┌─ Records for the exercise

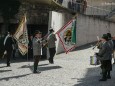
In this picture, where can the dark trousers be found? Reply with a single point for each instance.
(30, 53)
(8, 57)
(52, 52)
(13, 54)
(36, 61)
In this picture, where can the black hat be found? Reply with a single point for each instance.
(51, 30)
(37, 32)
(105, 36)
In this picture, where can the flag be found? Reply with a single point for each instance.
(65, 36)
(21, 36)
(73, 40)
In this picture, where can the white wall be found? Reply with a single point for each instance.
(89, 28)
(56, 21)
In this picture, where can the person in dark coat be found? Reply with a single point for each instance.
(30, 47)
(105, 56)
(8, 43)
(37, 50)
(51, 45)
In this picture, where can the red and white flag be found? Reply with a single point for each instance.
(21, 36)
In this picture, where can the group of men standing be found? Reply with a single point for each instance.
(38, 43)
(35, 46)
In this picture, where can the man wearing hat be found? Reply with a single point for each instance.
(51, 45)
(105, 56)
(37, 49)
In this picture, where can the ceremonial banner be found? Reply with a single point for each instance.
(67, 35)
(21, 36)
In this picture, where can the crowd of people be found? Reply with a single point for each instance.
(106, 48)
(36, 43)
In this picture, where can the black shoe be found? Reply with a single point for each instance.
(108, 77)
(103, 79)
(36, 72)
(8, 65)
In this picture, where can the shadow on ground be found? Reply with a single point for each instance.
(1, 71)
(89, 45)
(41, 68)
(19, 76)
(92, 78)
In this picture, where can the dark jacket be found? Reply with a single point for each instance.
(105, 53)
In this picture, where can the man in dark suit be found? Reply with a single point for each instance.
(8, 43)
(105, 56)
(51, 45)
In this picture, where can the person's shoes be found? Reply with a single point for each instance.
(36, 72)
(108, 77)
(103, 79)
(51, 62)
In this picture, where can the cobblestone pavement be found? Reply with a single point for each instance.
(71, 69)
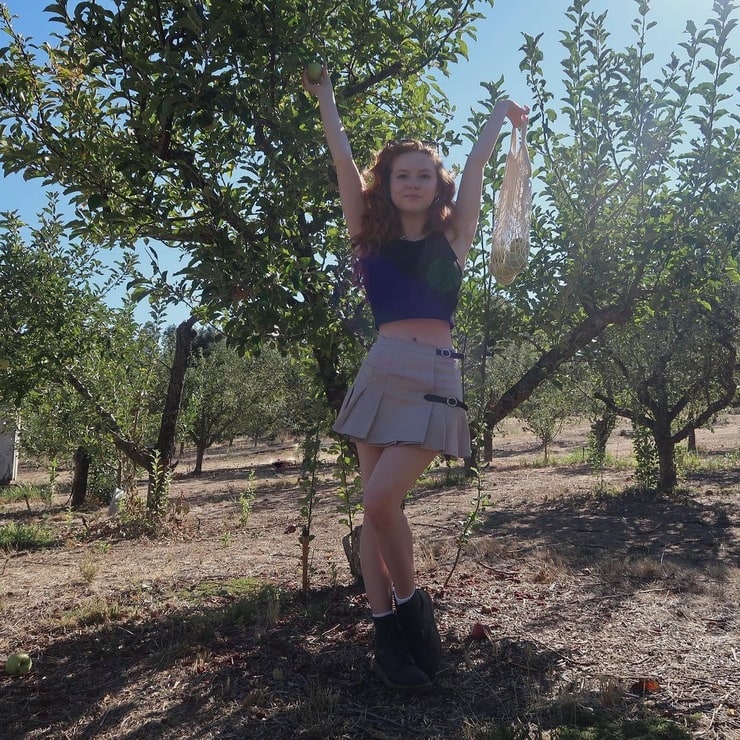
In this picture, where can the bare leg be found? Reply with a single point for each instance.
(386, 546)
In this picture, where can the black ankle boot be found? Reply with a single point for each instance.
(416, 618)
(393, 663)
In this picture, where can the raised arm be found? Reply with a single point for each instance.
(470, 191)
(348, 176)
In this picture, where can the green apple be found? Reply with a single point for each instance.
(315, 72)
(18, 664)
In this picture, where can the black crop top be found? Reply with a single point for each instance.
(413, 280)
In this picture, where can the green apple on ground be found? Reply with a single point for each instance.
(314, 72)
(18, 664)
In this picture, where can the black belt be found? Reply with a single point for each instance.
(448, 400)
(450, 353)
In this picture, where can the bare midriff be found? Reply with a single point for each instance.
(425, 331)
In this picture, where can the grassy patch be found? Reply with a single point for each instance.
(94, 612)
(584, 723)
(24, 492)
(25, 536)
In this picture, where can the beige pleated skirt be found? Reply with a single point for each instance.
(407, 393)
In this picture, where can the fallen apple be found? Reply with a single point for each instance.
(315, 72)
(18, 664)
(478, 631)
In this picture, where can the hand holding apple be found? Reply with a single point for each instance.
(315, 72)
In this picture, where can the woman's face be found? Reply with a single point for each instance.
(413, 182)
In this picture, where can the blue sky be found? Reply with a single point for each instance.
(495, 53)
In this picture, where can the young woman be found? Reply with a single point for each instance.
(405, 407)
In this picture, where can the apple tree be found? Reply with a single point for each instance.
(637, 179)
(184, 123)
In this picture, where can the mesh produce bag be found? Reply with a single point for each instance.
(510, 241)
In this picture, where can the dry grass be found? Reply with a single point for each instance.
(608, 615)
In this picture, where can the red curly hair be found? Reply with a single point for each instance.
(381, 222)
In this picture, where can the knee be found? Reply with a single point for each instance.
(382, 510)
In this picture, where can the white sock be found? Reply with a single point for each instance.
(381, 615)
(404, 600)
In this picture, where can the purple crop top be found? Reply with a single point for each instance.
(413, 280)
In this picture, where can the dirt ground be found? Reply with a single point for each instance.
(603, 608)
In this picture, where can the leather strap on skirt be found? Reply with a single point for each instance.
(449, 400)
(450, 353)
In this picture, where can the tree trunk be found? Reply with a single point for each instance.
(487, 445)
(82, 460)
(665, 448)
(168, 427)
(200, 450)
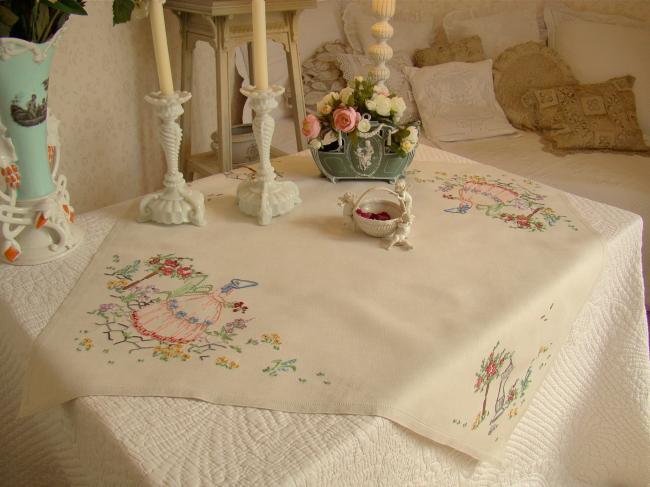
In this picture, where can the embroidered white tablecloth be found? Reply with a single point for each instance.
(449, 340)
(541, 447)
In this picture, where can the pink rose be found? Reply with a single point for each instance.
(311, 126)
(346, 119)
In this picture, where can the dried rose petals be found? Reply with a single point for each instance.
(382, 216)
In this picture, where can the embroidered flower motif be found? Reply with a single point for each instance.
(117, 284)
(170, 352)
(166, 270)
(226, 363)
(272, 339)
(105, 308)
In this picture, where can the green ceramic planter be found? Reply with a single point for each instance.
(368, 159)
(24, 82)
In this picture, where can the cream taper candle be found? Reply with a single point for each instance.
(260, 60)
(383, 8)
(160, 48)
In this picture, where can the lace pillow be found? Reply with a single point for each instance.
(498, 29)
(467, 50)
(456, 101)
(408, 34)
(321, 73)
(594, 116)
(357, 64)
(599, 47)
(521, 68)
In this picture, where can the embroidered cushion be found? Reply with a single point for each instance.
(594, 116)
(321, 73)
(356, 64)
(520, 68)
(467, 50)
(456, 101)
(599, 47)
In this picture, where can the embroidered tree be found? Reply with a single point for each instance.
(491, 368)
(168, 265)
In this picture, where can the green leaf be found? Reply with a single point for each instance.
(122, 10)
(67, 6)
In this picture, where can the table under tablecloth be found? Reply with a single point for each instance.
(543, 436)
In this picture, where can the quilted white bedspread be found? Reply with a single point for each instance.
(589, 424)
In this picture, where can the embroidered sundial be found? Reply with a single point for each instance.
(520, 203)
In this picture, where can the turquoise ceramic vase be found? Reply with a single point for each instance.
(24, 80)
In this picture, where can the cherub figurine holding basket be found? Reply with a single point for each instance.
(382, 218)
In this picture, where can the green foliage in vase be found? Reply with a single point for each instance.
(123, 9)
(36, 20)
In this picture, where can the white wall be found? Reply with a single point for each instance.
(101, 74)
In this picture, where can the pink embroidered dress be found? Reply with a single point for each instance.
(179, 320)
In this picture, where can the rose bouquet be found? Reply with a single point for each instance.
(359, 111)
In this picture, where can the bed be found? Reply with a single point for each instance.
(139, 441)
(593, 41)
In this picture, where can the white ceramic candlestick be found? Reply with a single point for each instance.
(176, 203)
(264, 197)
(382, 31)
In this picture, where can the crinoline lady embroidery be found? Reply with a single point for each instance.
(184, 319)
(182, 322)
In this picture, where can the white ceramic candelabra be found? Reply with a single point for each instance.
(39, 230)
(176, 203)
(264, 197)
(382, 31)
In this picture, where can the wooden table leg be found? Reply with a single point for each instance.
(225, 73)
(295, 78)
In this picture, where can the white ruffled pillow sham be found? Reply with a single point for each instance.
(499, 26)
(456, 101)
(599, 47)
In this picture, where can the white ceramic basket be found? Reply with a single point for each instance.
(378, 228)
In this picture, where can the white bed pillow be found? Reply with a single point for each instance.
(599, 47)
(456, 101)
(499, 26)
(408, 35)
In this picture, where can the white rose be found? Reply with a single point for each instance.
(413, 135)
(333, 96)
(381, 90)
(363, 125)
(397, 105)
(406, 145)
(324, 109)
(346, 95)
(382, 105)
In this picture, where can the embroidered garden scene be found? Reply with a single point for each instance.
(501, 397)
(519, 204)
(164, 308)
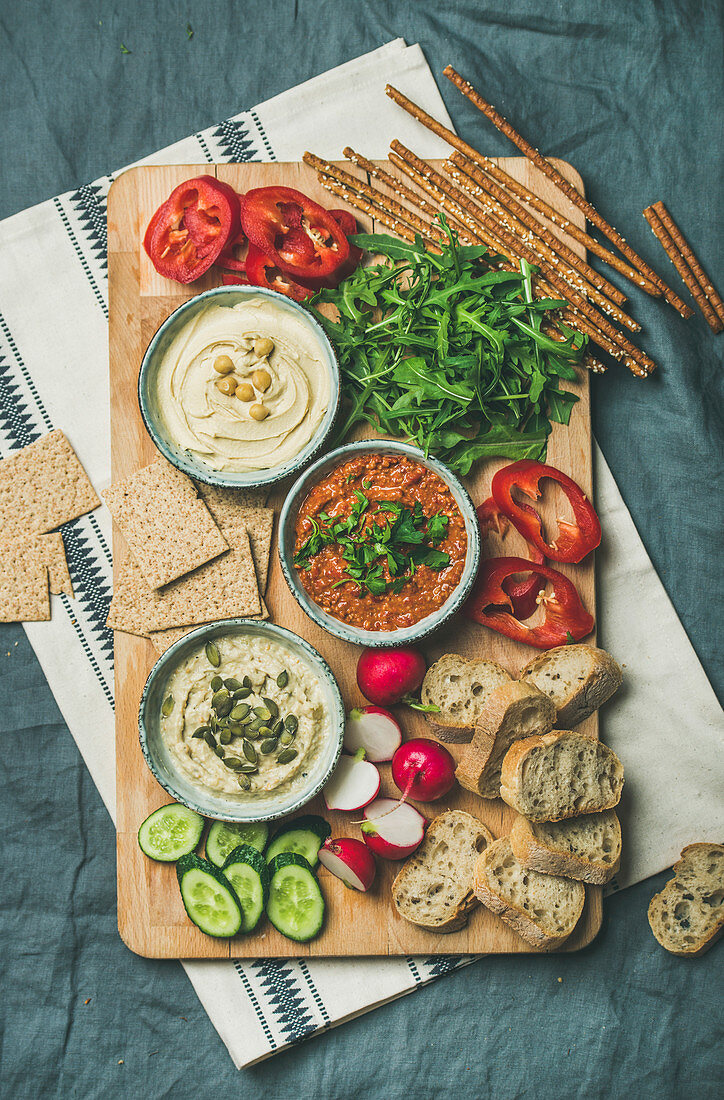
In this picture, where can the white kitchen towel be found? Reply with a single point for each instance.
(55, 375)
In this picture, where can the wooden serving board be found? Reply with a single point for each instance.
(152, 921)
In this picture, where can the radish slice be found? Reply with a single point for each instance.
(355, 782)
(393, 829)
(373, 729)
(350, 860)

└─

What the task requires:
Return all of the entries above word for word, but leave out the pictures.

Output below:
In this picture, where can the dark trousers be found? Reply with a single point for each instance.
(30, 53)
(8, 57)
(52, 52)
(13, 54)
(36, 61)
In this picture, where can the black hat be found? Reply with a single point for each instance.
(51, 30)
(37, 32)
(105, 36)
In this picture, where can the flag be found? Reply with a single point for each instance.
(65, 36)
(21, 36)
(73, 40)
In this picture, where can the white wall be found? Reply with a single point for each instance.
(89, 28)
(56, 21)
In this picture, where can the person in dark coat be found? Reply with a single point for each instance.
(30, 47)
(105, 56)
(8, 43)
(37, 50)
(51, 45)
In this picture, where can the red and white flag be found? Reply with a single point for each instance.
(21, 36)
In this picture, where can the group of men standing be found? Reply with a single point for each instance.
(38, 43)
(35, 46)
In this picture, where can the man wearing hat be found? Reply with a single point for each instance.
(51, 45)
(105, 56)
(37, 49)
In this picture, where can the ceremonial banner be found? Reply with a single point for each instance.
(67, 35)
(21, 36)
In this picture, where can the crowd of people be found? Reply with a single point for each instance.
(106, 48)
(36, 43)
In this picture, where can the black shoe be found? Reply with a single point for each instance.
(108, 77)
(103, 79)
(36, 72)
(8, 65)
In this picture, where can the shadow on ground be found? Reply with a single point for each instance.
(1, 71)
(89, 45)
(41, 68)
(19, 76)
(92, 78)
In this picture, where can the dark jacket be found? Reply with a single point for each instance.
(105, 53)
In this picture, where can the man in dark suit be found? Reply with a single point for each instance.
(8, 43)
(105, 56)
(51, 45)
In this picture, where can the person's shoes be found? Reply with a single point for each instance.
(36, 72)
(108, 77)
(103, 79)
(51, 62)
In this picture, where can the cobblestone pavement be found? Reply with a single point for each instance.
(71, 69)
In this picture, where can the bare leg be found? Reply with a single point for each instance.
(386, 546)
In this picture, where can the black ankle boot be found? Reply with a single point for each instance.
(416, 618)
(393, 663)
In this picture, where can the raised arm be found? Reply with a single point for each instance.
(470, 191)
(348, 176)
In this picture, where can the green apple be found? Reply with a single point for each instance.
(315, 72)
(18, 664)
In this picture, where can the black crop top be found? Reply with a single point for each instance.
(413, 280)
In this picture, where can the green apple on ground be found? Reply with a single point for each instance.
(314, 72)
(18, 664)
In this picture, where can the black belt be found? Reply with a single point for each instance.
(448, 400)
(450, 353)
In this picture, where can the bare midriff be found? Reply with a single point for each instance.
(425, 331)
In this picture, where can the grassy patch be found? Reply with a single point for each instance.
(94, 612)
(584, 723)
(24, 492)
(25, 536)
In this picture, where can the beige pleated skirt be found? Reply with a single point for each instance.
(407, 393)
In this picture, where can the fallen apple be found? Reply with a single point for each instance.
(315, 72)
(18, 664)
(478, 631)
In this picture, where can the hand holding apple be found? Reply with a single point for each instance.
(315, 72)
In this picture, where can the woman's face be found? Reply with a single point for each instance.
(413, 182)
In this picture, where can the blue sky be found? Reply with a single point for each instance.
(495, 53)
In this picture, where can the young woman be found? Reply with a single point for each instance.
(405, 407)
In this picture, where can the apple tree be found? Reply with a single point for each instance.
(637, 179)
(184, 123)
In this picture, where can the mesh produce bag be found? Reply with a single point for each instance.
(510, 241)
In this picture, where can the dry grass be found? Reply with a single point for each instance.
(608, 615)
In this picture, where can the red curly hair be found? Reply with a single point for each instance.
(381, 222)
In this picture, where can the knee be found? Reply with a single point for each instance.
(382, 510)
In this picture, where can the white sock be found? Reply with a single point for each instance.
(381, 615)
(404, 600)
In this picture, where can the purple crop top be found? Reply with a single point for each instance.
(413, 280)
In this picture, where can the dirt ground be found? Reply with a single point for each instance.
(603, 608)
In this picture, where can the leather strap on skirt be found? Reply with a single point for each instance.
(449, 400)
(450, 353)
In this picture, where can the tree trunk be found? Reply with a single point for each instance.
(487, 445)
(82, 460)
(665, 448)
(168, 427)
(200, 450)
In this picture, where can the embroidered white tablecloth be found? Reply with a single point for each instance.
(449, 340)
(541, 447)
In this picture, where can the pink rose be found? Reply with a single point for each instance.
(311, 126)
(346, 119)
In this picture, where can the dried rose petals be found? Reply with a single point for each instance.
(382, 216)
In this picture, where can the embroidered flower motif be found? Reply with a single point for each instance.
(117, 284)
(170, 352)
(166, 270)
(226, 363)
(272, 339)
(105, 308)
In this picture, where can the green ceramic planter be found? Reply with a single point for each instance.
(368, 159)
(24, 82)
In this picture, where can the cream taper candle be found? Reply with a single point for each instance.
(260, 60)
(383, 8)
(160, 48)
In this picture, where can the lace pillow be found? Reply with a single point for each instance.
(498, 29)
(467, 50)
(456, 101)
(408, 34)
(321, 73)
(594, 116)
(357, 64)
(599, 47)
(521, 68)
In this picture, where can the embroidered cushion be found? Reply with a single point for each instance.
(594, 116)
(321, 73)
(356, 64)
(520, 68)
(467, 50)
(456, 101)
(599, 47)
In this picture, where can the embroidered tree be found? Reply with a single point for each instance.
(491, 368)
(168, 265)
In this picture, where can the green leaf be found? Reply with a single point for each instance.
(122, 10)
(67, 6)
In this picture, where can the table under tablecloth be found? Reply with a single point for each instance.
(543, 436)
In this picture, where can the quilted white bedspread be found? Reply with a single point for each instance.
(589, 424)
In this picture, where can the embroidered sundial be found? Reply with a single point for each instance.
(520, 203)
In this picture, where can the turquoise ceramic vase be found? Reply with a single point for each instance.
(24, 80)
In this picture, where can the cherub figurine holding basket be found? Reply with a single point for each instance.
(382, 218)
In this picture, where can the green foliage in vase be found? Reply with a single point for each instance.
(123, 9)
(36, 20)
In this picture, where can the white wall be found? Reply with a single point for each instance.
(101, 74)
In this picture, where can the pink embroidered dress be found? Reply with a single point for each instance.
(179, 320)
In this picture, where can the rose bouquet be found? Reply with a single point for each instance.
(359, 111)
In this picture, where can the bed be found? Reply with a single point for each instance.
(139, 441)
(593, 41)
In this picture, where can the white ceramic candlestick be found? Reply with a single point for each instance.
(176, 203)
(264, 197)
(382, 31)
In this picture, where can the crinoline lady embroidery be found? Reply with a single point for each instance.
(184, 319)
(182, 322)
In this picture, where can the white ceramic candelabra be found? Reply with a single point for each instance.
(39, 230)
(176, 203)
(264, 197)
(382, 31)
In this picture, where can the wooden table leg be found? Reply with a single point for each instance.
(225, 73)
(295, 78)
In this picture, where can the white ruffled pillow sham be found? Reply with a single point for each instance.
(499, 26)
(456, 101)
(599, 47)
In this picture, where can the white ceramic basket be found? Reply with a single point for each instance.
(378, 228)
In this picture, where can the white bed pillow be found? Reply with a single point for each instance.
(599, 47)
(456, 101)
(499, 26)
(408, 35)
In this picture, where can the white rose be found? Reply with a single point for each instance.
(413, 135)
(333, 96)
(381, 90)
(363, 125)
(397, 105)
(406, 145)
(324, 109)
(346, 95)
(382, 105)
In this picture, where can the embroidered garden scene be found? Reply with a single point for each instance.
(501, 397)
(519, 204)
(164, 308)
In this picture, where can the white kitchen towel be found? Reply with a single point for each instance.
(55, 375)
In this picture, where can the wooden serving board be found? Reply with a single point for each instance.
(152, 921)
In this picture, where can the radish slice be found? Reply with a single point for each instance.
(355, 782)
(393, 829)
(373, 729)
(350, 860)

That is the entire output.